→ **WHAT IS REQUIRED**: Rewrite every line of the records below as a numbered list, omitting any blank lines.

→ **DATA FOR THE TASK**:

══════════════════════════════

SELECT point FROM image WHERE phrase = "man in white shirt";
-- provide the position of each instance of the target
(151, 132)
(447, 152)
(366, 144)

══════════════════════════════

→ **SOLUTION FOR THIS EXERCISE**:
1. SELECT point FROM image WHERE phrase = "man in white shirt";
2. -- provide the position of each instance of the target
3. (151, 132)
4. (447, 152)
5. (366, 144)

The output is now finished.